◆ **WHAT TO PRODUCE**
Copy out the lines below, substituting "central point" for each occurrence of "innermost point" and leaving everything else untouched.

◆ **TASK INPUTS**
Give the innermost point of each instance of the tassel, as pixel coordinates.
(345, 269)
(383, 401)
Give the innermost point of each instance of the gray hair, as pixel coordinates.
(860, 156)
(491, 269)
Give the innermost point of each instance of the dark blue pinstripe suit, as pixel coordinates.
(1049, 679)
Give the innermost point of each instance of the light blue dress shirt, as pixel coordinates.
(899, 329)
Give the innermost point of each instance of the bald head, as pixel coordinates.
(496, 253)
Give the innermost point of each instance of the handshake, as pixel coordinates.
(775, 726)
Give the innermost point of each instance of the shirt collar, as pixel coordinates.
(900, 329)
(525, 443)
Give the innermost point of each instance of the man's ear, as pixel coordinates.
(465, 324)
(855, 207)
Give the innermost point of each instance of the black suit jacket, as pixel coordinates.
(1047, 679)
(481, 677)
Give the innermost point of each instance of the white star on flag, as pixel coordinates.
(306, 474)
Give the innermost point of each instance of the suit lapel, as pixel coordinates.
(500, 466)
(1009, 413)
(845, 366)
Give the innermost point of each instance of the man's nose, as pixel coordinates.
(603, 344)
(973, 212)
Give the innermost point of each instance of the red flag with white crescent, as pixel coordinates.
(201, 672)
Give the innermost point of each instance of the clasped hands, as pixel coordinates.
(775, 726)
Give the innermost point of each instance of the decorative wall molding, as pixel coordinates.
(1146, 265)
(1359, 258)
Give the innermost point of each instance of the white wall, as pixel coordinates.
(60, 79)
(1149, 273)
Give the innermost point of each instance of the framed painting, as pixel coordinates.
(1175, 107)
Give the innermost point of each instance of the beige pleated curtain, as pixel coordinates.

◆ **THE COMPLETED TASK**
Give the central point of each instance of the tassel, as pixel coordinates.
(345, 269)
(383, 401)
Give the central point of each instance of the gray hair, as pixel coordinates.
(860, 156)
(491, 269)
Give the central point of each instance of the dark blue pinstripe suit, as pixel coordinates.
(1049, 679)
Give the central point of each instance of the light blue dress shirt, as pixel coordinates.
(899, 329)
Give the central point of each instance of the bald head, as pixel coordinates.
(496, 253)
Give the central point of each instance of the handshake, as pixel coordinates.
(775, 726)
Give the central point of each instance of the shirt collar, as pixel coordinates.
(900, 329)
(525, 443)
Give the central point of each instance of the man's ear, as pixel coordinates.
(465, 324)
(855, 207)
Give the central point of each instance of the black suit jacket, as pixel coordinates.
(1047, 679)
(481, 677)
Give the central point of each instance of the white star on flag, as pixel coordinates.
(306, 474)
Give the central point of each instance of the suit lapel, as pixel coordinates.
(500, 466)
(1009, 413)
(845, 366)
Give the central point of each instance of the man's nose, as pixel coordinates.
(603, 344)
(973, 212)
Give the central point of each instance of the red flag with white crescent, as pixel coordinates.
(201, 672)
Give the central point of each instance of the clasped hands, as pixel coordinates.
(775, 726)
Give the central point of each instance of the decorative wall molding, as pixel coordinates.
(1146, 265)
(1359, 258)
Give the central point of each instance of the white wall, as pixel coordinates.
(60, 79)
(1149, 273)
Give the central point of each instance of the framed painting, as pixel coordinates.
(1175, 107)
Give the central point of each instance of the beige pleated curtain, as pixel coordinates.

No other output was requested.